[Dataset records on where objects are located]
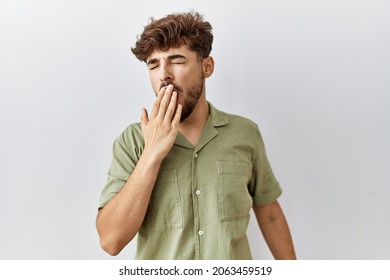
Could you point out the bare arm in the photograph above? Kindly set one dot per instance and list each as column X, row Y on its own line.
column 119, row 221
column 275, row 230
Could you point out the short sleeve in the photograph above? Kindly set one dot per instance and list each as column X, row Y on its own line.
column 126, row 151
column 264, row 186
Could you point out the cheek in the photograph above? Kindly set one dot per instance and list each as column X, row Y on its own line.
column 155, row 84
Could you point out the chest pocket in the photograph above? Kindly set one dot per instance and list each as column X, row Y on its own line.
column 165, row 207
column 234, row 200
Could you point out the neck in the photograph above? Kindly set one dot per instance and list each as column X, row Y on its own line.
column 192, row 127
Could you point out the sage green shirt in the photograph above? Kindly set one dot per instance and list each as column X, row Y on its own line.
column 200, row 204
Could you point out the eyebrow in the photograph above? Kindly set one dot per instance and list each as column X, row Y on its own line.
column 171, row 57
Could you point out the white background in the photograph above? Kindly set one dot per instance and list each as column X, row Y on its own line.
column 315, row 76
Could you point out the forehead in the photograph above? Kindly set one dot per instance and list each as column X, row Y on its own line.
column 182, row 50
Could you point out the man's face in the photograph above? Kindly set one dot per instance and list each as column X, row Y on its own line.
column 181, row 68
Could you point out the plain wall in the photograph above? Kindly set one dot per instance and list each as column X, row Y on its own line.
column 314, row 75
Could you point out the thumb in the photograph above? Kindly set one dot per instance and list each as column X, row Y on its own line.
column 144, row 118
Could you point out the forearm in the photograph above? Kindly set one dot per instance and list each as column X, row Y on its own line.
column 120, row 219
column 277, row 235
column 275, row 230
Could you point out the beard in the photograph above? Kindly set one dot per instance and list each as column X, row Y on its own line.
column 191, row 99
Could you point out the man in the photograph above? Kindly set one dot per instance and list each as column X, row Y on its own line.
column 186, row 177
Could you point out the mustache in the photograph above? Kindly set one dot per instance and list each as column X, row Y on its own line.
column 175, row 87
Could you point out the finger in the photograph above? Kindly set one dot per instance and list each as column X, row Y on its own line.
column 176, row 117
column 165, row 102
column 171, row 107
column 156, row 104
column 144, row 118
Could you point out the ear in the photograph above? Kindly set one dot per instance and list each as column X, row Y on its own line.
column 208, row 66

--

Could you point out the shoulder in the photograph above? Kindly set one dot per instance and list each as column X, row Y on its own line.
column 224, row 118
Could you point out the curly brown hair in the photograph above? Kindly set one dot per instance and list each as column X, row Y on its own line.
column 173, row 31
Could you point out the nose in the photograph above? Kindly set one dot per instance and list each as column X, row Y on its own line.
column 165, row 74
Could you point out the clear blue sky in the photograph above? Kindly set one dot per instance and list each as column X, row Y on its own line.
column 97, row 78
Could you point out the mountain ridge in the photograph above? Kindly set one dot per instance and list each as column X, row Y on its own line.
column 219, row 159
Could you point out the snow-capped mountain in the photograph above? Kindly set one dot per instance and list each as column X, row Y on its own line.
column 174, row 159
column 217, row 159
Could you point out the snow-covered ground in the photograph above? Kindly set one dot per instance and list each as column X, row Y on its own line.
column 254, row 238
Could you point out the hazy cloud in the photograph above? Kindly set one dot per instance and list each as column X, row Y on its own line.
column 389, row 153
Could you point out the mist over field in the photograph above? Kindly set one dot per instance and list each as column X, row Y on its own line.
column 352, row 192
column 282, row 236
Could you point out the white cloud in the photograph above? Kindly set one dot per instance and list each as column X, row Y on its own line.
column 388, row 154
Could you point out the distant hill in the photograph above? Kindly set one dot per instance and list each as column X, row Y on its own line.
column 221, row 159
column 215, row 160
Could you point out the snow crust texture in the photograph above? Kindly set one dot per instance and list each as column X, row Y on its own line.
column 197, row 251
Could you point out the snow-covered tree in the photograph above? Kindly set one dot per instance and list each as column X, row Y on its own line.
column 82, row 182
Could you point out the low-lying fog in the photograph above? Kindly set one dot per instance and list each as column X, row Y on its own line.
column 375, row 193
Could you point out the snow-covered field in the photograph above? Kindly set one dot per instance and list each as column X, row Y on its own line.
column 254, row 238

==

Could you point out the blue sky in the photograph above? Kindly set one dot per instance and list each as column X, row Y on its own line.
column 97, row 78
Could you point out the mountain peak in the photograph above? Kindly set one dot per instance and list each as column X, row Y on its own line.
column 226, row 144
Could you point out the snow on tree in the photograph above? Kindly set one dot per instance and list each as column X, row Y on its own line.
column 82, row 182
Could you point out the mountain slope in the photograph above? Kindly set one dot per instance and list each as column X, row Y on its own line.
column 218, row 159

■ **Work instructions**: Rewrite the records starting at the line containing "Could you point out the forearm" and ending at the line containing "column 186, row 177", and substitute "image" for every "photograph" while leaving everything else as it is.

■ **Result for this exercise**:
Could you point out the forearm in the image above? Kindly set one dot per instance and list each as column X, row Y on its own line.
column 120, row 219
column 277, row 235
column 275, row 230
Could you point out the beard in the image above? Kindly set one dot per instance and list each as column X, row Y on its own line.
column 191, row 99
Could you point out the man in the image above? Kindly set one dot per instance and list each as column X, row Y on its own line.
column 186, row 177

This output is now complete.